- EXERCISE PROMPT: Images should be left out, and everything else in the listing reproduced exactly.

- MATERIAL SUPPLIED:
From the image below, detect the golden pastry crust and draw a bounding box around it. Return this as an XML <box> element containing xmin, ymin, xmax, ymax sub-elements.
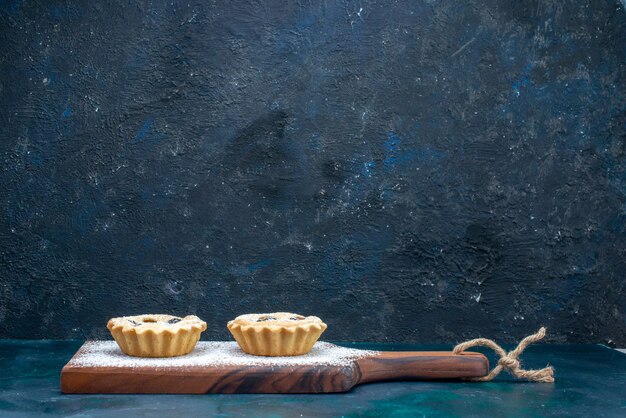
<box><xmin>107</xmin><ymin>314</ymin><xmax>207</xmax><ymax>358</ymax></box>
<box><xmin>227</xmin><ymin>312</ymin><xmax>327</xmax><ymax>356</ymax></box>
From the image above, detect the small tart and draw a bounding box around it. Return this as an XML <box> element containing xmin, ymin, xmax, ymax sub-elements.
<box><xmin>227</xmin><ymin>312</ymin><xmax>327</xmax><ymax>356</ymax></box>
<box><xmin>107</xmin><ymin>314</ymin><xmax>207</xmax><ymax>358</ymax></box>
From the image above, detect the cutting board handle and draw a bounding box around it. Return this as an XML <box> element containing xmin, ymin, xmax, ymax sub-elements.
<box><xmin>356</xmin><ymin>351</ymin><xmax>489</xmax><ymax>384</ymax></box>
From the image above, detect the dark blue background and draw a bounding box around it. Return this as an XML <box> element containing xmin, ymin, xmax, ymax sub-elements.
<box><xmin>1</xmin><ymin>0</ymin><xmax>625</xmax><ymax>344</ymax></box>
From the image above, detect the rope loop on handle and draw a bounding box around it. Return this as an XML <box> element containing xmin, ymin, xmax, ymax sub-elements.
<box><xmin>453</xmin><ymin>327</ymin><xmax>555</xmax><ymax>383</ymax></box>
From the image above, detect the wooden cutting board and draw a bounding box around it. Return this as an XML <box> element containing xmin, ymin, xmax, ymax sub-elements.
<box><xmin>61</xmin><ymin>341</ymin><xmax>488</xmax><ymax>394</ymax></box>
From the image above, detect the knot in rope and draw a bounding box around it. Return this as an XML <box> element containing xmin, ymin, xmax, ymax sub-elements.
<box><xmin>453</xmin><ymin>327</ymin><xmax>555</xmax><ymax>383</ymax></box>
<box><xmin>497</xmin><ymin>356</ymin><xmax>520</xmax><ymax>369</ymax></box>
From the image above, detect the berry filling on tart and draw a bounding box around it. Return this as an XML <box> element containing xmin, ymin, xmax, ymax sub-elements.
<box><xmin>126</xmin><ymin>316</ymin><xmax>183</xmax><ymax>326</ymax></box>
<box><xmin>257</xmin><ymin>315</ymin><xmax>304</xmax><ymax>322</ymax></box>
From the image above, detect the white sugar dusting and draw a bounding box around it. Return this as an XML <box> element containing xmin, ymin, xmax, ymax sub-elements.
<box><xmin>69</xmin><ymin>341</ymin><xmax>379</xmax><ymax>368</ymax></box>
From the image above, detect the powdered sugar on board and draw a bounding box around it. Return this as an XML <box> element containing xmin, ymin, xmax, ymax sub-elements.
<box><xmin>68</xmin><ymin>341</ymin><xmax>379</xmax><ymax>369</ymax></box>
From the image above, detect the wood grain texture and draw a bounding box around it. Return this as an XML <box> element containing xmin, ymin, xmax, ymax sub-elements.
<box><xmin>61</xmin><ymin>345</ymin><xmax>488</xmax><ymax>394</ymax></box>
<box><xmin>356</xmin><ymin>351</ymin><xmax>489</xmax><ymax>384</ymax></box>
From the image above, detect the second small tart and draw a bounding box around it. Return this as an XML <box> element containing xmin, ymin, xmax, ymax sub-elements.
<box><xmin>227</xmin><ymin>312</ymin><xmax>327</xmax><ymax>356</ymax></box>
<box><xmin>107</xmin><ymin>314</ymin><xmax>207</xmax><ymax>358</ymax></box>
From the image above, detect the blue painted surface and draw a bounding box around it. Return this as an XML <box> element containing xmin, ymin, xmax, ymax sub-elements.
<box><xmin>1</xmin><ymin>340</ymin><xmax>625</xmax><ymax>417</ymax></box>
<box><xmin>0</xmin><ymin>0</ymin><xmax>624</xmax><ymax>345</ymax></box>
<box><xmin>133</xmin><ymin>117</ymin><xmax>154</xmax><ymax>144</ymax></box>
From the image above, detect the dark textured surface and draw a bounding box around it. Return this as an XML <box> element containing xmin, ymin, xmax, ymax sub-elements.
<box><xmin>2</xmin><ymin>340</ymin><xmax>626</xmax><ymax>417</ymax></box>
<box><xmin>0</xmin><ymin>0</ymin><xmax>625</xmax><ymax>343</ymax></box>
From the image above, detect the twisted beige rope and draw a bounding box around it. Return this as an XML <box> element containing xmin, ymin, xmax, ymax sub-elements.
<box><xmin>453</xmin><ymin>327</ymin><xmax>555</xmax><ymax>383</ymax></box>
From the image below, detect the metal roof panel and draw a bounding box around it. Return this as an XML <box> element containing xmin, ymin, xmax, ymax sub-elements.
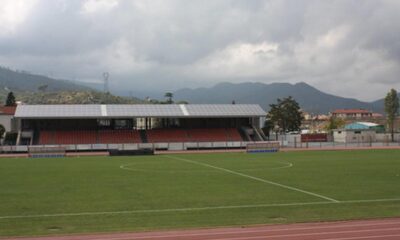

- OUTPUT OF THE TASK:
From the image below, detect the golden pastry crust and draw a bounding box around it. Return this as an XML <box> element containing xmin, ymin, xmax, ymax sub-elements.
<box><xmin>107</xmin><ymin>314</ymin><xmax>207</xmax><ymax>358</ymax></box>
<box><xmin>227</xmin><ymin>312</ymin><xmax>327</xmax><ymax>356</ymax></box>
From the image above, detect the small tart and draw a bounding box around it. Return this as an XML <box> element containing xmin, ymin, xmax, ymax sub-elements.
<box><xmin>227</xmin><ymin>312</ymin><xmax>327</xmax><ymax>356</ymax></box>
<box><xmin>107</xmin><ymin>314</ymin><xmax>207</xmax><ymax>358</ymax></box>
From the image above, detect the cutting board handle and draw a bounding box around it. Return this as an XML <box> element containing xmin, ymin, xmax, ymax sub-elements.
<box><xmin>356</xmin><ymin>351</ymin><xmax>489</xmax><ymax>384</ymax></box>
From the image above, detect the dark blue background and draw a bounding box around it. Return this as an XML <box> element containing xmin, ymin, xmax, ymax sub-elements.
<box><xmin>1</xmin><ymin>0</ymin><xmax>625</xmax><ymax>344</ymax></box>
From the image above, detect the rope loop on handle and draw a bounding box around it. Return this as an XML <box> element containing xmin, ymin, xmax, ymax sub-elements.
<box><xmin>453</xmin><ymin>327</ymin><xmax>555</xmax><ymax>383</ymax></box>
From the image above, detect the wooden cutting board and draw a bounding box around it. Return this as an XML <box> element containing xmin, ymin, xmax, ymax sub-elements.
<box><xmin>61</xmin><ymin>341</ymin><xmax>488</xmax><ymax>394</ymax></box>
From the image above, detect the knot in rope and draw a bounding box around it. Return this as an XML <box> element containing xmin, ymin, xmax, ymax sub-elements.
<box><xmin>453</xmin><ymin>327</ymin><xmax>555</xmax><ymax>383</ymax></box>
<box><xmin>497</xmin><ymin>356</ymin><xmax>520</xmax><ymax>369</ymax></box>
From the image above, detect the berry filling on tart and draw a bounding box around it. Return this as an XML <box> element containing xmin, ymin, xmax, ymax sub-elements.
<box><xmin>126</xmin><ymin>316</ymin><xmax>183</xmax><ymax>326</ymax></box>
<box><xmin>257</xmin><ymin>315</ymin><xmax>304</xmax><ymax>322</ymax></box>
From the image above, detect the white sugar dusting and draw a bounding box around it. Return this as an XML <box> element containing xmin, ymin, xmax, ymax sub-elements.
<box><xmin>69</xmin><ymin>341</ymin><xmax>379</xmax><ymax>368</ymax></box>
From the image above, detect the powdered sugar on board and draw a bounding box around it. Return this as an XML <box> element containing xmin, ymin, xmax, ymax sub-elements.
<box><xmin>68</xmin><ymin>341</ymin><xmax>379</xmax><ymax>369</ymax></box>
From the image above, detect the wood grain texture and draw a bounding box around it. Return this as an XML <box> element containing xmin, ymin, xmax, ymax sub-elements.
<box><xmin>61</xmin><ymin>345</ymin><xmax>488</xmax><ymax>394</ymax></box>
<box><xmin>356</xmin><ymin>351</ymin><xmax>489</xmax><ymax>384</ymax></box>
From the image above, detect the second small tart and draw a bounding box around it. Return this as an XML <box> element containing xmin, ymin, xmax, ymax sub-elements.
<box><xmin>227</xmin><ymin>312</ymin><xmax>327</xmax><ymax>356</ymax></box>
<box><xmin>107</xmin><ymin>314</ymin><xmax>207</xmax><ymax>358</ymax></box>
From the image above, detect the blue painted surface and draw a bounding box around it. Return this as an XML <box> element containing xmin, ymin, xmax, ymax sub-elements.
<box><xmin>1</xmin><ymin>340</ymin><xmax>625</xmax><ymax>417</ymax></box>
<box><xmin>0</xmin><ymin>0</ymin><xmax>624</xmax><ymax>345</ymax></box>
<box><xmin>133</xmin><ymin>117</ymin><xmax>154</xmax><ymax>144</ymax></box>
From the image above, detect the dark textured surface and draw a bounding box around it. Return this as an XML <box> element containing xmin, ymin, xmax, ymax sub-elements.
<box><xmin>2</xmin><ymin>340</ymin><xmax>626</xmax><ymax>417</ymax></box>
<box><xmin>0</xmin><ymin>0</ymin><xmax>625</xmax><ymax>343</ymax></box>
From the image above, detect the twisted beige rope and draw a bounding box around it. Return this as an XML <box> element containing xmin, ymin, xmax, ymax sub-elements.
<box><xmin>453</xmin><ymin>327</ymin><xmax>555</xmax><ymax>383</ymax></box>
From the image below, detect the metal roof panel and draw a bounding box around it. Return this as an XML <box> element containing xmin, ymin, xmax, ymax sub-elements.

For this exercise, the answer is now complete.